### PROBLEM TO SOLVE
Return exactly, and only, the lines from the line containing "Drop one point on every instance of the train" through the final line of the records below, both included.

===== RECORD EXCERPTS =====

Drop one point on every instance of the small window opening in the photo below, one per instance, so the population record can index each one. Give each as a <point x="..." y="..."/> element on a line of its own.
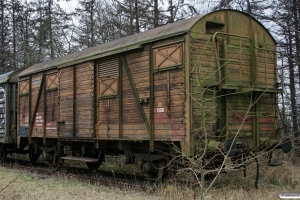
<point x="212" y="27"/>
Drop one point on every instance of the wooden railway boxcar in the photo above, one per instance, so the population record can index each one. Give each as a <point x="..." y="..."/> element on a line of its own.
<point x="208" y="82"/>
<point x="8" y="111"/>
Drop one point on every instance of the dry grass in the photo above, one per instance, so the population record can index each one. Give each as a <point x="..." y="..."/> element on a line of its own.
<point x="233" y="185"/>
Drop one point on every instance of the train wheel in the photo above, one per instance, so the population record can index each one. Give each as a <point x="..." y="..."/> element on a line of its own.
<point x="2" y="153"/>
<point x="34" y="153"/>
<point x="95" y="165"/>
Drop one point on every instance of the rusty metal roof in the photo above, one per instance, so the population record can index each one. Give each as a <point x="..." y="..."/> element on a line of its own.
<point x="120" y="45"/>
<point x="117" y="46"/>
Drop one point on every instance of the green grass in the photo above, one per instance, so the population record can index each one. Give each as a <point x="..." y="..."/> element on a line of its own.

=====

### TASK ANSWER
Drop one point on every instance of the train wheel in the photo above, one per instance, so the population record can index each one. Give each as a <point x="..." y="..."/> element on a line of its own.
<point x="2" y="153"/>
<point x="34" y="153"/>
<point x="95" y="165"/>
Drop one point on every instance of the rusty metal roof in the photo above, one per instance, so the population record can index each one. Give each as a <point x="..." y="..."/> element on a line of its own.
<point x="120" y="45"/>
<point x="117" y="46"/>
Drop one point on every instance of the green grass in the photo above, one per instance, so the population record can index each one. Give each as a <point x="..." y="..."/> element on a line of its own.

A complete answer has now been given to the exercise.